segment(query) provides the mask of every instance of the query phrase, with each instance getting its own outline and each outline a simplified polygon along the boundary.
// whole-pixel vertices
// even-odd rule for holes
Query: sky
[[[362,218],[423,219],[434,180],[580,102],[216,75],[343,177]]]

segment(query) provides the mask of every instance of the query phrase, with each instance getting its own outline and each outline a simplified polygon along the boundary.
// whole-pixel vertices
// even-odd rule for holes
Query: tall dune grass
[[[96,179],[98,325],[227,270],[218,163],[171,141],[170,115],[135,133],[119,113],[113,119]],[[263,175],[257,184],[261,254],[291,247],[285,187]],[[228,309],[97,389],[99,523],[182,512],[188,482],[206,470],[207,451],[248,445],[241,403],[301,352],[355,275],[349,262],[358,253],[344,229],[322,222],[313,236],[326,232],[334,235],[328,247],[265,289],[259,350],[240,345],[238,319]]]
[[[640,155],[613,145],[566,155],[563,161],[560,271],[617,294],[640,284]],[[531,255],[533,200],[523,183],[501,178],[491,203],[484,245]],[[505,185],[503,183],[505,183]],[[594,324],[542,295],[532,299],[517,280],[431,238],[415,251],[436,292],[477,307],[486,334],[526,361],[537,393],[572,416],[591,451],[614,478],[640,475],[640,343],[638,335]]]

┄┄┄┄┄┄┄┄┄┄┄┄┄┄┄┄┄┄┄┄

→ Instruction
Reproduce all the rows above, swapping "whole-pixel vertices" for "integer-coordinate vertices" everywhere it occurs and leaving everything else untouched.

→ Full response
segment(query) provides the mask of every instance of the query phrase, with each instance getting its own outline and each outline a simplified polygon along the boundary.
// integer-coordinate vertices
// even-odd rule for holes
Query: sky
[[[362,218],[423,219],[434,180],[580,102],[216,75],[343,177]]]

segment(query) provides the mask of every instance of the query phrase, with each instance getting its own outline and each outline a simplified polygon along the boundary.
// integer-coordinate vertices
// even-odd rule for holes
Query: tall dune grass
[[[96,179],[98,325],[227,270],[218,163],[171,141],[170,115],[135,133],[119,113],[113,119]],[[263,175],[257,184],[261,254],[291,247],[285,187]],[[228,309],[97,389],[99,523],[182,512],[188,482],[206,470],[207,451],[248,445],[241,403],[301,352],[355,275],[349,262],[358,253],[344,229],[322,222],[313,236],[326,232],[334,235],[328,247],[265,289],[259,350],[240,345],[238,319]]]
[[[640,155],[613,145],[566,155],[563,161],[560,271],[617,294],[640,284]],[[531,255],[533,200],[523,183],[501,178],[491,203],[484,245]],[[505,185],[503,183],[505,183]],[[594,324],[542,295],[532,299],[517,280],[431,238],[415,251],[436,292],[477,307],[486,334],[526,361],[537,393],[572,416],[591,451],[614,478],[640,475],[640,343],[638,335]]]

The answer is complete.